_Goal:_
Can you retype the lines below word for word, leaving the pictures out of your copy?

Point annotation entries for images
§

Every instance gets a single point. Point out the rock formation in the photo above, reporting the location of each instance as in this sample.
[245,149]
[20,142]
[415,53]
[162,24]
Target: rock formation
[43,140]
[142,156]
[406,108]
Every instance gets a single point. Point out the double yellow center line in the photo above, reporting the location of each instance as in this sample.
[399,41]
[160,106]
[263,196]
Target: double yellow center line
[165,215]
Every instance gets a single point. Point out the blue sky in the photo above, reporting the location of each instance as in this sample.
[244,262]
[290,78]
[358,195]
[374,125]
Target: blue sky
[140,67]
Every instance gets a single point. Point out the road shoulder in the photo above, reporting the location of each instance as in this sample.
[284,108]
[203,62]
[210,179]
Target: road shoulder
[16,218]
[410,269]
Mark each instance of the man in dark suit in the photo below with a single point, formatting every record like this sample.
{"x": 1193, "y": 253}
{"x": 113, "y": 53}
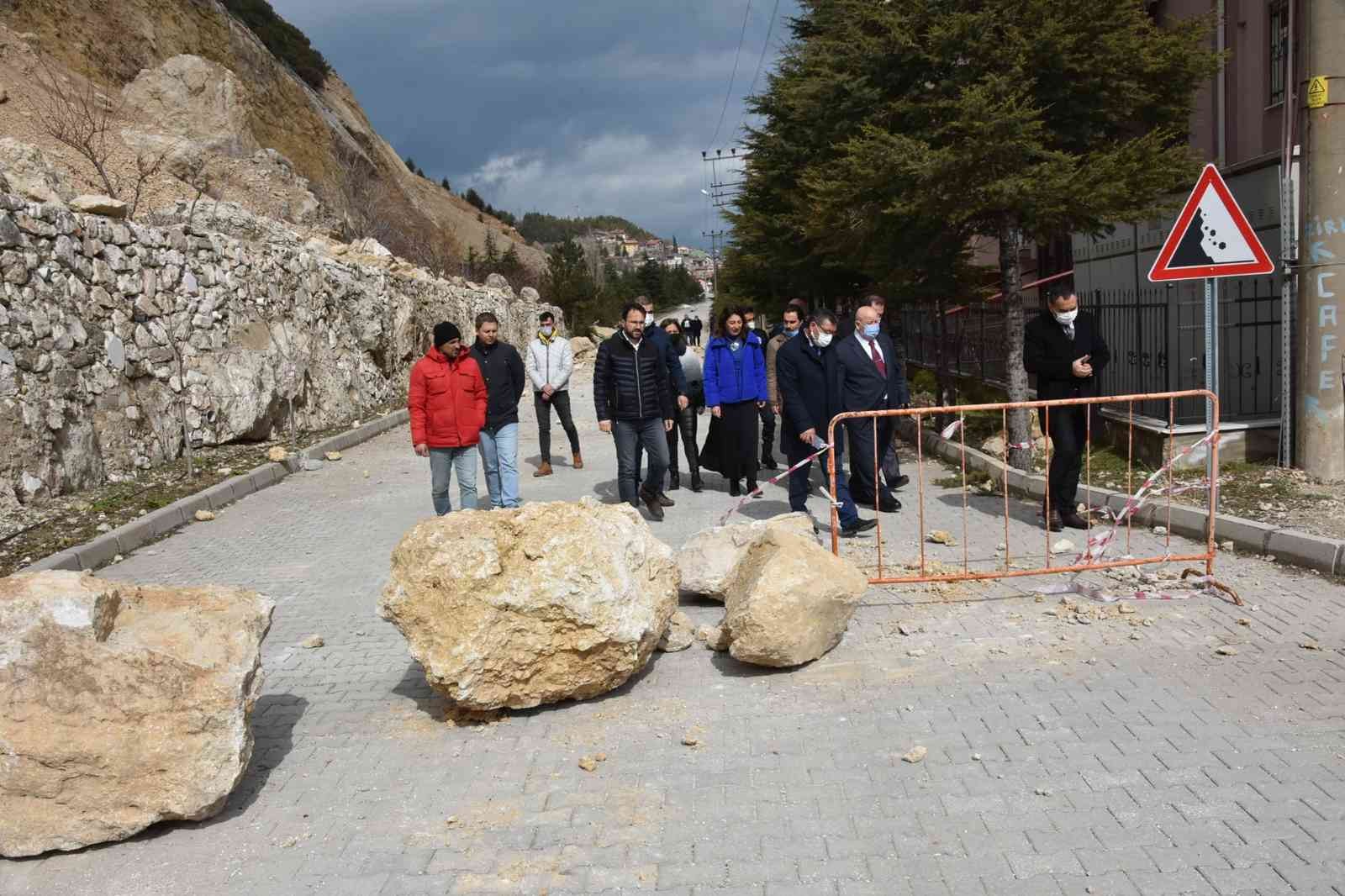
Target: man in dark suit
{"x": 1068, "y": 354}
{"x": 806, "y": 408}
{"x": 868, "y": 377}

§

_Correct result:_
Every instance gets a single point. Point out the rock formation in the photo above, reporting the location of each instance as in this sample.
[245,149]
[20,142]
[415,53]
[162,24]
Target: rock formation
[43,140]
[142,156]
[406,108]
Every instance gets a single point. Point out the double yellow center line in the photo above, reporting the location of each instance as in this sample.
[399,41]
[160,106]
[263,196]
Target: double yellow center line
[165,215]
Every instance gets a single point. Point out the blue sky in the photo above, reporting the location of each instance as in this sample.
[244,262]
[290,78]
[358,195]
[374,125]
Target: blue sky
[140,67]
Every instance gets a single point. Point out the road shoulder in the photo above, reporting the location of each instance as in this sample.
[284,108]
[203,62]
[210,179]
Target: road shoulder
[16,218]
[410,269]
Mark each instance of the man in dark suit in the photo below with a single point, formatting every record like this sample.
{"x": 1193, "y": 253}
{"x": 113, "y": 53}
Target: man in dark suit
{"x": 1068, "y": 354}
{"x": 806, "y": 408}
{"x": 868, "y": 377}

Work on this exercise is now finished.